──────── Input for this task
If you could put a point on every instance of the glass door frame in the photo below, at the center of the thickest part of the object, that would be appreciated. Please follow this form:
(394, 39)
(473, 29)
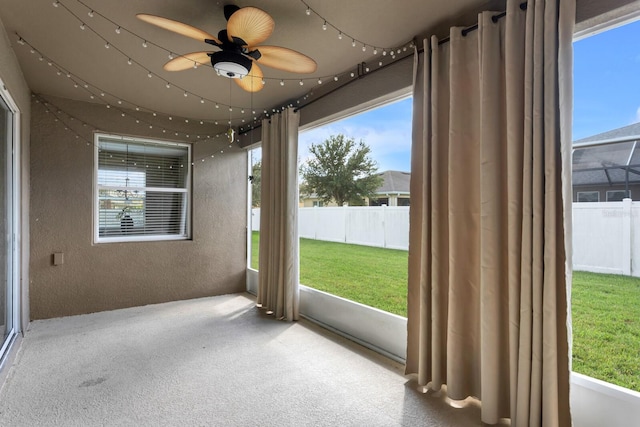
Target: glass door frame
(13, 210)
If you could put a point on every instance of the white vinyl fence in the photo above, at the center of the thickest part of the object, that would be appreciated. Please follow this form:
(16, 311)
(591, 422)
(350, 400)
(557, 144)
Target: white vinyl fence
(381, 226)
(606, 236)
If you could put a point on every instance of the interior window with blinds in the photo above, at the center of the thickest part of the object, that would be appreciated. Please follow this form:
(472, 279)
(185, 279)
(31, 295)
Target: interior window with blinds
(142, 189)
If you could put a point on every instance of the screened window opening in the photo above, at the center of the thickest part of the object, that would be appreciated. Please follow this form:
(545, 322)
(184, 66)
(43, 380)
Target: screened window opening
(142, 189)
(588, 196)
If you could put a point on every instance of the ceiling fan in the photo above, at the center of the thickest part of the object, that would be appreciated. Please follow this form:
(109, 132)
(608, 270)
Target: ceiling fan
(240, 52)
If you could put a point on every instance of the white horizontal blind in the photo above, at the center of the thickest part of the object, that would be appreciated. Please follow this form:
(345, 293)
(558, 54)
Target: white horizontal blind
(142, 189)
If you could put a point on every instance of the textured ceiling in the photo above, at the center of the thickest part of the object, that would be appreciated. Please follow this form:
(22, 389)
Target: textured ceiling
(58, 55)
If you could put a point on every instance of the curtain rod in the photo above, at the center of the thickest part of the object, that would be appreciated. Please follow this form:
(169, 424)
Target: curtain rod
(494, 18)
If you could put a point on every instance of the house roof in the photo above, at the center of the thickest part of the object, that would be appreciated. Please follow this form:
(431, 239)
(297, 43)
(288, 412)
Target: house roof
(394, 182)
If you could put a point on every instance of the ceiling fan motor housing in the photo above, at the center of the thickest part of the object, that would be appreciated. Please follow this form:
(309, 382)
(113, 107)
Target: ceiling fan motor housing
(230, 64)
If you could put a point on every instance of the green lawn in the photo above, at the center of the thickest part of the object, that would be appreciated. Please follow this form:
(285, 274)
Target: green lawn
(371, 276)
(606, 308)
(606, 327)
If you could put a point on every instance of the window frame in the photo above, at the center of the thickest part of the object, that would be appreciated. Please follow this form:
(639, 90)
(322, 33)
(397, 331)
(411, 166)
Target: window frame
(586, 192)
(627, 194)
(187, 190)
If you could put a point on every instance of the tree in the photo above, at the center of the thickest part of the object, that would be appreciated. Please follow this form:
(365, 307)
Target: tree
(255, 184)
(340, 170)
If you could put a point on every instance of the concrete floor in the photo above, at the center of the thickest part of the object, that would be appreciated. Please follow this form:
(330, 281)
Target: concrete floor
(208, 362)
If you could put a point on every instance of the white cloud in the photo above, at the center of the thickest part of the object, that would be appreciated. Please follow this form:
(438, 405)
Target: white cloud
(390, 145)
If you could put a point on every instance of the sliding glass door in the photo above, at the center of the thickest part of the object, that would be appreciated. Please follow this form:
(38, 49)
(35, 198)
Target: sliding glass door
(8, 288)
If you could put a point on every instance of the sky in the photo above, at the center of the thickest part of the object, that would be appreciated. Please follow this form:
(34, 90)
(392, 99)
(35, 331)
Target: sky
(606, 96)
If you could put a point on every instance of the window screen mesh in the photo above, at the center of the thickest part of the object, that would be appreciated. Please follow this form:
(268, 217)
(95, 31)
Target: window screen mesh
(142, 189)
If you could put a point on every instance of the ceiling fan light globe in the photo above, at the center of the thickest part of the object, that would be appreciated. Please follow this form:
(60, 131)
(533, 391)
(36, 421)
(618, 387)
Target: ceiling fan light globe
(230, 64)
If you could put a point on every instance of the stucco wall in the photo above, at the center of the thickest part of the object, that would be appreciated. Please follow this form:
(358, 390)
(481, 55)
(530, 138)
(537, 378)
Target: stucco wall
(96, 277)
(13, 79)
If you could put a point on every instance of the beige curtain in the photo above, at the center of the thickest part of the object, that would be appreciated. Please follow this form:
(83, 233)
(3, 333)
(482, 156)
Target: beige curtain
────────────────
_What to work on_
Convert all the rows above into a Markdown table with the columns No. and Text, putting each nonblank line in its own table row. Leave out the pictures and any blank lines.

_Reply_
| No. | Text |
|---|---|
| 1 | If you could put a point on every instance of the glass door frame in the photo below, at the center of the thickest part of the object, that would be appreciated. Please follow this form: |
| 2 | (394, 39) |
| 3 | (473, 29) |
| 4 | Target: glass door frame |
| 5 | (13, 210) |
| 6 | If you could put a point on every instance of the white vinyl fence in the photo above, at the center of the thickest part of the object, that would be appreciated. Please follow this form: |
| 7 | (16, 311) |
| 8 | (591, 422) |
| 9 | (350, 400) |
| 10 | (557, 144) |
| 11 | Target: white vinyl fence |
| 12 | (381, 226) |
| 13 | (606, 236) |
| 14 | If you could put a point on every instance of the interior window with blinds in the photo above, at the center of the thickest part of the object, that would be appreciated. Please follow this form: |
| 15 | (472, 279) |
| 16 | (185, 279) |
| 17 | (31, 295) |
| 18 | Target: interior window with blinds |
| 19 | (142, 189) |
| 20 | If you could put a point on every instance of the screened window opening in the photo above, at the center of the thickest part of the object, that would be appreciated. Please follow this form: |
| 21 | (545, 322) |
| 22 | (184, 66) |
| 23 | (43, 380) |
| 24 | Target: screened window opening |
| 25 | (142, 189) |
| 26 | (588, 196) |
| 27 | If you could put a point on every instance of the ceiling fan in the photo above, at the center of the thickest part of the object, that would be appreciated. Please follow this form: |
| 28 | (109, 132) |
| 29 | (608, 270) |
| 30 | Target: ceiling fan |
| 31 | (240, 52) |
| 32 | If you could put a point on every instance of the white horizontal blind in the photo above, at the center of the thickest part of the object, that would be appreciated. Please follow this form: |
| 33 | (345, 293) |
| 34 | (558, 54) |
| 35 | Target: white horizontal blind |
| 36 | (142, 189) |
| 37 | If you could put a point on every instance of the textured ceiling in the photo above, at the center of the thickest part of the object, that would be appreciated. Please follow this form: |
| 38 | (22, 389) |
| 39 | Target: textured ceiling |
| 40 | (58, 55) |
| 41 | If you could put a point on every instance of the curtain rod in the photo above, at the center of the thickest part of the object, that would be appreciated. Please follow this form: |
| 42 | (169, 424) |
| 43 | Target: curtain rod |
| 44 | (494, 18) |
| 45 | If you could put a point on every instance of the house roof in the photo above, at the center of the thickest part of the object, that would be appreciated. Please follow this form: |
| 46 | (431, 239) |
| 47 | (297, 43) |
| 48 | (288, 412) |
| 49 | Target: house roof |
| 50 | (394, 182) |
| 51 | If you could put a point on every instance of the ceiling fan motor housing in the photo above, at the center of the thickest part of the object, that would be appreciated. Please follow this form: |
| 52 | (309, 382) |
| 53 | (113, 107) |
| 54 | Target: ceiling fan motor housing |
| 55 | (230, 64) |
| 56 | If you could put a point on every instance of the green lawn in the photo above, at the center of the thickest part of the object, that would be appreciated. Please follow this form: |
| 57 | (285, 274) |
| 58 | Target: green lawn |
| 59 | (371, 276) |
| 60 | (606, 308) |
| 61 | (606, 327) |
| 62 | If you could put a point on every instance of the window frame in the photo above, at the center of the thickest part of the object, that would be appreciated. Please follow this form: |
| 63 | (639, 90) |
| 64 | (322, 33) |
| 65 | (397, 331) |
| 66 | (411, 166) |
| 67 | Target: window frame |
| 68 | (586, 192) |
| 69 | (627, 194) |
| 70 | (187, 190) |
| 71 | If you could put a point on every instance of the tree in the photo above, at the center of the thickest part of the object, that would be appreciated. Please follow this form: |
| 72 | (365, 307) |
| 73 | Target: tree |
| 74 | (255, 184) |
| 75 | (340, 170) |
| 76 | If you could put a point on every instance of the concrete floor in the photo above, at the center of the thickest part of the object, that would be appreciated. Please follow this form: |
| 77 | (330, 281) |
| 78 | Target: concrete floor |
| 79 | (208, 362) |
| 80 | If you could put a point on every instance of the white cloud in the photo above, at the center of the thickest part of the object, that would be appreciated. Please follow this form: |
| 81 | (438, 405) |
| 82 | Target: white cloud |
| 83 | (390, 145) |
| 84 | If you could put a point on every instance of the sliding glass door in the photo above, at the center of the thickest part of the object, that would be appreciated. Please follow this form: |
| 85 | (38, 49) |
| 86 | (35, 198) |
| 87 | Target: sliding glass door |
| 88 | (8, 288) |
| 89 | If you could put a point on every instance of the sky in the photo above, at the center of the thickest part of the object, that would be appreciated. Please follow this form: |
| 90 | (34, 90) |
| 91 | (392, 99) |
| 92 | (35, 331) |
| 93 | Target: sky |
| 94 | (606, 96) |
| 95 | If you could put a point on every instance of the window screen mesh in the photo above, at the center of the thickest part of the object, that would be appreciated. Please follow this form: |
| 96 | (268, 217) |
| 97 | (95, 31) |
| 98 | Target: window screen mesh |
| 99 | (142, 189) |
| 100 | If you could put a point on every instance of the ceiling fan light globe in the photo above, at the center of the thickest part of the object, that would be appreciated. Please follow this form: |
| 101 | (60, 131) |
| 102 | (533, 391) |
| 103 | (36, 421) |
| 104 | (618, 387) |
| 105 | Target: ceiling fan light globe |
| 106 | (230, 64) |
| 107 | If you could put a point on every instance of the stucco wall in the photo above, at the center of the thickest part of the object, that would be appreciated. Please follow this form: |
| 108 | (358, 390) |
| 109 | (481, 55) |
| 110 | (530, 138) |
| 111 | (537, 378) |
| 112 | Target: stucco wall |
| 113 | (96, 277) |
| 114 | (13, 79) |
| 115 | If you could put a point on every instance of the beige curtain in the photo above, at the center of the thickest part of the object, that would be appreciated. Please follow this form: |
| 116 | (83, 233) |
| 117 | (3, 333) |
| 118 | (482, 156) |
| 119 | Target: beige curtain |